Object position labeling records
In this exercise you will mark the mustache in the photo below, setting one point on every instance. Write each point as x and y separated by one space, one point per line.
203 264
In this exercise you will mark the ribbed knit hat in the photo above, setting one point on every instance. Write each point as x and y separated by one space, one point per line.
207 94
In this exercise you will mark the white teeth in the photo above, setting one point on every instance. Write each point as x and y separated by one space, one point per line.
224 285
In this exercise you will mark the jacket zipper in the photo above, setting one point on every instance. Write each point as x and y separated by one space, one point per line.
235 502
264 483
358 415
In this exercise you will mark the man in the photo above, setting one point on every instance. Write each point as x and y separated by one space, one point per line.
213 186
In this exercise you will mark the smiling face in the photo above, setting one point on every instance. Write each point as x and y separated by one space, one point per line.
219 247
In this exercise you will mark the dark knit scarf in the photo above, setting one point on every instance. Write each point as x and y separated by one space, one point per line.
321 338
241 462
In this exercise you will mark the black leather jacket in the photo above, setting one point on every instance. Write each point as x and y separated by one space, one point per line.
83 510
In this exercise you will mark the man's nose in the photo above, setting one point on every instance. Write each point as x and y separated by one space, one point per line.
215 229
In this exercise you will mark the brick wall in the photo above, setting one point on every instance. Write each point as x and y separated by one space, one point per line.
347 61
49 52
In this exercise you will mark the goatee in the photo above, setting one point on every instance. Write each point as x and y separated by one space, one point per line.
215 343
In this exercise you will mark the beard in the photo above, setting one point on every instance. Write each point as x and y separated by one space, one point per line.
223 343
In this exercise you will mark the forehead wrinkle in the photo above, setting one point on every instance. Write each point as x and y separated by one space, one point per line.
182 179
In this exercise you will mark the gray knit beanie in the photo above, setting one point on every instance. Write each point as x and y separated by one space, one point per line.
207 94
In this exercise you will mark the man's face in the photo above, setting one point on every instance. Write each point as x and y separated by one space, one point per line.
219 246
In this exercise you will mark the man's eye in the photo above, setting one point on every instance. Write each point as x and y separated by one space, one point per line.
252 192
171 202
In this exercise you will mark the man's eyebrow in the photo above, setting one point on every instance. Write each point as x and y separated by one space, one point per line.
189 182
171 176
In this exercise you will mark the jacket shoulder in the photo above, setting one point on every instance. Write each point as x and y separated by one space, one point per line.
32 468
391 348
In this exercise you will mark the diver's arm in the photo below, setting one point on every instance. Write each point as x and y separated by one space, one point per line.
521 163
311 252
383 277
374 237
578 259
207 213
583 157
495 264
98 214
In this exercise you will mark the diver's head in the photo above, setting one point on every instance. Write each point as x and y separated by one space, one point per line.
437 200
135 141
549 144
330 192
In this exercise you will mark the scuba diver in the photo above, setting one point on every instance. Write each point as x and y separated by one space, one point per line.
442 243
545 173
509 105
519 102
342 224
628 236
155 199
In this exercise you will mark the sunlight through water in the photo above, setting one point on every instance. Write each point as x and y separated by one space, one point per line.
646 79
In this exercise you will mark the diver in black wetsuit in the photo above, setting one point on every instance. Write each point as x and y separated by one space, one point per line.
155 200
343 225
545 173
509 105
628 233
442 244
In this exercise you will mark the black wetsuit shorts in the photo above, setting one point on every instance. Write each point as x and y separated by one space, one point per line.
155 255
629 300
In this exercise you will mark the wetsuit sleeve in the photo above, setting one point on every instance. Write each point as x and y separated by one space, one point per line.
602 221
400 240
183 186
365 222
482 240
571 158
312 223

§ Your task: Rewrite all of the records above, swapping "one point per line" for "each point on its own line" wherever it occurs and leaving everything else unchanged.

§ Task response:
In this exercise you will mark the mustache in the photo below, setting one point on every instance. Write each point as x and y separated by one space, each point on its own line.
203 264
In this exercise you will mark the ribbed knit hat in the photo above, setting one point on every instance. Write each point as x and y separated by one space, each point on its own line.
207 94
In this exercise you will mark the white teeth in the photo above, setting one point on every instance. Write each point as x and y separated by one space, each point on its own line.
224 285
In this exercise you will mark the jacket zipper in the photo above, setting one point on every instance. Write each point as x and y separated by one space, each point on its own line.
235 502
264 483
358 415
In this exercise you will mark the man in the photo above, setting one point on every instance. Write each point as x and y separated by one space, each point on its own line.
213 186
In this exercise you will mark the smiling face in the photo above, setting one point on every instance. Write each point as x and y separated by one space, each point on its own line.
219 247
In this exercise you will mark the dark knit scarf in the photo above, setting one point on every instance. Write each point as x and y separated by one space, each point on its own line.
321 338
241 462
In this exercise you will mark the black leather jacket in the photo above, setting one point on every instance. Write each point as x and y separated by one space, each point on its own line.
83 510
In this exercise you will mark the man's nose in the photo above, setting one point on every instance. Write each point as x and y separated by one space, each point on its own line.
215 229
In this exercise you will mark the brick wall in the photo above, setting one point on every instance. Write each point as x and y separated by one space, each point on its own line.
347 61
49 52
In this exercise you will mark the goatee in the photo above, setting one point on every instance. Write each point as x and y separated by one space, each point on its own line.
215 343
In this exercise you will mark the beard in the photo above, setting one point on every instance. Write each point as x and y separated by one space, each point on its own line.
223 343
In this exercise you will mark the forehead wrinkle in the photo above, setting one point on every instance. Write each point as x and y separated by one space, each point on its own line.
182 179
In this exercise you will mark the gray knit beanie in the photo above, setting one point on every instance. Write each point as x and y separated by one space, each point on its own line.
207 94
In this exercise you will mark the man's face in the photo above, setting one point on every instance. Write each point as x and y separated by one space, each point on its own line.
219 246
In this exercise you will mark the man's eye in the photo above, setting one point on every instance. Write each point as x and y separated by one space, each point on its own line.
252 192
171 202
In this exercise you will mark the man's eyebrow in the photo above, setting one point on every instance. Write each point as x and y separated by one space, each point on its own line.
189 182
171 176
In this exercise you will mark the jacket shoulder in the photo above, setting one point on every instance. Write each point as x and y separated by one space, each point on its own line.
32 468
391 348
In this exercise you will mark the diver's arm in the photo below, setting one point on every instance. Write each point as x and y separated by one space, each point on its own line.
521 163
311 252
383 277
374 237
578 259
207 213
583 157
495 264
98 214
In this exercise you will mark the diver's head in the photo above, setting one point on every instance. Write each point as x and y separated by one space, each point on its own line.
437 200
135 141
549 144
330 192
In this exercise you will mark the scuba diver in the photo above, setting one point on every instance. Write each point as x and y separated by one space, each point on its own line.
442 243
545 173
509 105
519 102
342 224
628 236
155 199
In this exercise you will mark the sunlight through water in the photo above, setting one point on every instance. Write each point as x and y separated by one space, each point on its own line.
646 79
In this exercise you will mark the diver in black wetsuit in the photo above, setting one point on every instance. Write each point as x and y separated by one space, each point on its own line.
155 200
343 225
545 173
509 105
628 233
442 244
In this exercise you will mark the black wetsuit shorts in the photo above, setting one point on every instance. Write each point as x and y separated by one space, each point on its own line.
155 255
629 300
In this exercise you will mark the wetsuit sleeve in the photo above, setting one point on every instance. Write each point as x and y separated by one space, each point on its own line.
602 221
400 240
183 186
365 222
482 240
571 158
312 223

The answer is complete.